**SHORT EXERCISE A:**
From the personal essay about Frost's poem, echo the part starting with "Robert Frost (The" and going on through "lose 90 lbs.".
**SHORT EXERCISE B:**
In the personal essay about Frost's poem, what title did the writer give to the photo of a tree filled with small black birds?
**SHORT EXERCISE C:**
Go on with the personal essay about Frost's poem from where it stops.

**GIVEN PASSAGE:**
☆ ☆ ☆ ☆ ☆
I shall be telling this with a sigh
Somewhere ages and ages hence:
Two roads diverged in a wood, and I--
I took the one less traveled by,
And that has made all the difference

                                                                     Robert Frost (The Road Not Taken) 

                This last stanza  of Robert Frost's poem doesn't quite describe my life. Oh, I suspect I've often taken the road less traveled by. I also suspect I've taken it less often than I like to imagine I have.  What really describes my life, but would not sound nearly as desirable, is that I have taken the road I didn't want to take. The most obvious examples of this are the road I took to an MBA and the road I took to lose 90 lbs.
     This past year is the most recent example. While walking one day last summer, I suffered a creative fit and wrote a picturesque bit of prose comparing the clouds to a Sunday afternoon idyll on a lake.  That first was the best of a series of analogies. Eventually, it came to mind that if I took pictures, people could see what I was writing about.  I pulled out the camera with which I had previously taken pictures of tombstones  and began documenting my analogies. Slowly the clouds lost their allure, but I saw a tree filled with small black birds, and quickly snapped a picture of "Hitchcock in Miniature."  
          I argued with God, and with anyone who tried to encourage me, that I really didn't need another hobby. I wasn't a photographer. I didn't want to be a photographer. I had neither the time nor the money to be a photographer and even if I did want to be a photographer, I argued that I don't take good pictures!   This wasn't the road I was supposed to be on.
☆ ☆ ☆ ☆ ☆
**DATA SECTION:**
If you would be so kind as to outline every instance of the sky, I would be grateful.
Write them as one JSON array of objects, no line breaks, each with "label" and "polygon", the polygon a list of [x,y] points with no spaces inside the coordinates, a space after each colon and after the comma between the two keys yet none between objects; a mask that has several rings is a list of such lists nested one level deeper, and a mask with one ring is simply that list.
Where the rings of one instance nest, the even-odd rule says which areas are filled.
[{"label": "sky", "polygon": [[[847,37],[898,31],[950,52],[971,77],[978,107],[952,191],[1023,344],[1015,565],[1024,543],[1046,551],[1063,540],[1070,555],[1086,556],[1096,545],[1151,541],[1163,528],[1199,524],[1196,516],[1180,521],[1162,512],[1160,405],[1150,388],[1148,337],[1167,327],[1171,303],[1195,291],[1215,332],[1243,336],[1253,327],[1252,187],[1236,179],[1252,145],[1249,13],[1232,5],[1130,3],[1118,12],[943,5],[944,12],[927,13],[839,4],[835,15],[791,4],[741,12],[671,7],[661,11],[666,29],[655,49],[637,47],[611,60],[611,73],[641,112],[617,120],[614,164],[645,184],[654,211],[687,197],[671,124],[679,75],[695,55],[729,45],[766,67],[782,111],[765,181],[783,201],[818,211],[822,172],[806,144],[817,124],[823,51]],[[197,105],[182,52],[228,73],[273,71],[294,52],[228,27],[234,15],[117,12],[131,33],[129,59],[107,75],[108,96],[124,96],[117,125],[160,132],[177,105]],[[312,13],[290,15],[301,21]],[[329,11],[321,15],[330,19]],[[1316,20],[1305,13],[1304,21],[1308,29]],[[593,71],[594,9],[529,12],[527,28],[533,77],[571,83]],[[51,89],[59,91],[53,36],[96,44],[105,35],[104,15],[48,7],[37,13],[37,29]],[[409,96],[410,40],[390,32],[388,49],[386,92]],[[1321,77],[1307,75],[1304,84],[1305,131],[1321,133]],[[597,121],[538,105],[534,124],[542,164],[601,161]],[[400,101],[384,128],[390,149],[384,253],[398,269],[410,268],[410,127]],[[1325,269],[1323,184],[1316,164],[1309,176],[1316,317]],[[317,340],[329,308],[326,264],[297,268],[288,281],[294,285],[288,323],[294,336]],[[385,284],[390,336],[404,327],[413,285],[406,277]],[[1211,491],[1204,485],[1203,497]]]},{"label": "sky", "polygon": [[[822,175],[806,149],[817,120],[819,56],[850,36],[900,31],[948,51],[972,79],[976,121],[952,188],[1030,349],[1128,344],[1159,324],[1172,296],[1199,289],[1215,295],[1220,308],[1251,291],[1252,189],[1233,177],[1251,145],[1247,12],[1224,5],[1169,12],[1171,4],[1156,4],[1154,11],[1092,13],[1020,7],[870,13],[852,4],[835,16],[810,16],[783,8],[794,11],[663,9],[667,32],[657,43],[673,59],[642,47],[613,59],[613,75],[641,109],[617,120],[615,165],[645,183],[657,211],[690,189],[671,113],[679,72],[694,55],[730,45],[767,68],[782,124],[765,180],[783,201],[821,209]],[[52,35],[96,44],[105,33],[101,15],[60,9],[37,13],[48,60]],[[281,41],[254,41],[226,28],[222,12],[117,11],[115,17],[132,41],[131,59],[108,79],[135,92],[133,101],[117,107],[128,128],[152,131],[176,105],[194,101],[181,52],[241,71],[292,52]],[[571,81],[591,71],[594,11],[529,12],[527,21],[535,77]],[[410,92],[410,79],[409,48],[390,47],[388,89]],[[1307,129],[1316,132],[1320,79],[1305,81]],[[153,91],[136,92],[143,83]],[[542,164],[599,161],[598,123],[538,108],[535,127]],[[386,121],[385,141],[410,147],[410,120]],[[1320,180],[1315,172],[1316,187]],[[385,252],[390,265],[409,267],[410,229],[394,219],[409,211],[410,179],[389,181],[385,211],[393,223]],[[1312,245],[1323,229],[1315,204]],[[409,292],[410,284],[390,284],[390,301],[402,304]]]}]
☆ ☆ ☆ ☆ ☆
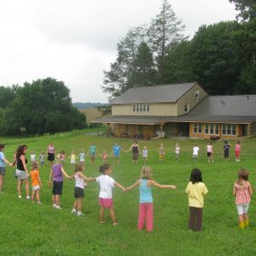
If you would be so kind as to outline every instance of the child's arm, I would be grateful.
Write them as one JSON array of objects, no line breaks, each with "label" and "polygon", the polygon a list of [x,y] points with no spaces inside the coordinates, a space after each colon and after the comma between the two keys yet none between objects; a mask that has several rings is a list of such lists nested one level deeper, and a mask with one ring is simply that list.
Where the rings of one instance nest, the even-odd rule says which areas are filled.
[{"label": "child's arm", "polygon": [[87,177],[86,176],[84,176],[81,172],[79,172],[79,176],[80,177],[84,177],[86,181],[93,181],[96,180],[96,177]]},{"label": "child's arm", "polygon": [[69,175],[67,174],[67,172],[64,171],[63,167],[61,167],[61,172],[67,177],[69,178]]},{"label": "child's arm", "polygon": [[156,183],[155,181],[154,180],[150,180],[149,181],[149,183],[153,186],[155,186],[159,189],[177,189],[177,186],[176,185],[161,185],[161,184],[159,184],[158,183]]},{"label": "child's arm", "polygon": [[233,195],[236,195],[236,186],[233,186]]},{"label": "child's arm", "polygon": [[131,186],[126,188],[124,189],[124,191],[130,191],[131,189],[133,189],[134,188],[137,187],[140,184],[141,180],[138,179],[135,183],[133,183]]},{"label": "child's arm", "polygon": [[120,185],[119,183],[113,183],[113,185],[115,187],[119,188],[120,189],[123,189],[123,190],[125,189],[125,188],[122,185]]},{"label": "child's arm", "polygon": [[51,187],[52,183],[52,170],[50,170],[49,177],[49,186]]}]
☆ ☆ ☆ ☆ ☆
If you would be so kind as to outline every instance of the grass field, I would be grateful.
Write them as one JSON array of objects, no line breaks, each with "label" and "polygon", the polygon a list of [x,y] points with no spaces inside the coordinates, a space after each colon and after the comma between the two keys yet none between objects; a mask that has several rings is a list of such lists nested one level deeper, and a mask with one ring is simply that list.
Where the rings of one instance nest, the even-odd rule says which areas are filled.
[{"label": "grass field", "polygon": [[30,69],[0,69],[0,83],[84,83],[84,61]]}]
☆ ☆ ☆ ☆ ☆
**EXPECTED ANSWER A:**
Robert Frost (The Road Not Taken) 

                This last stanza  of Robert Frost's poem doesn't quite describe my life. Oh, I suspect I've often taken the road less traveled by. I also suspect I've taken it less often than I like to imagine I have.  What really describes my life, but would not sound nearly as desirable, is that I have taken the road I didn't want to take. The most obvious examples of this are the road I took to an MBA and the road I took to lose 90 lbs.

**EXPECTED ANSWER B:**
"Hitchcock in Miniature."

**EXPECTED ANSWER C:**
                Then fall and winter came and I was forced inside. I struggled to force myself to continue walking on my treadmill, and I was losing that battle. On Christmas day, I returned to the outdoors and learned how to walk in cold and snow - another road I hadn't intended to walk.  On one walk I got some magnificent shots of a hawk; closer than I had ever gotten. I hurried home to discover that my beautiful  hawk was, from the camera's perspective, blue and white.  If I had arranged for the special effects of the pictures that followed, they would have been great. The hunt began for a new camera, with me growling the whole time that I couldn't afford it.
            As I shopped, and purchased, one concept became clear. If I was going to get this new camera, I wanted to glorify God with it. I knew I didn't really have any idea what that meant, but two points came out of that decision: I would have to take the camera everywhere with me and I would have to learn to see things like a photographer sees them - to my thinking, I would have to learn to see things and I would have to learn to see them differently. 
                One morning, I was standing in a circle of praying women. The thought came to mind "I should take a picture of this." I did. It wasn't a great picture. Another morning we had an installation service for our new pastor, and I noticed that no one was taking pictures. Out came the camera and my attitude. "But, God," I complained as I snapped away, "I don't do people."  
           Very clearly, God answered, "You aren't taking pictures of people, you are documenting history. You're doing the same thing you've been doing for years with the pictures of tombstones."  
          Months passed  with me taking pictures of anything that caught my eye.  At the beginning of May, on facebook, the challenge going around was to post a picture of your mother in honor of mother's day. Never one to do things by halves, I decided that one picture was not enough, that I should put a whole photo array. Out came old photo albums. My grandmother's birthday is about the same time. I decided I should honor her memory by doing another array of her. My sister's birthday is about a week later, so shots of her joined the others. My niece asked for more pictures of various relatives. I found some pictures I'd forgotten about, and some negatives, but most of our family photos are on slides.  After some investigation, I got a scanner that would allow me to scan either slides or negatives into my computer.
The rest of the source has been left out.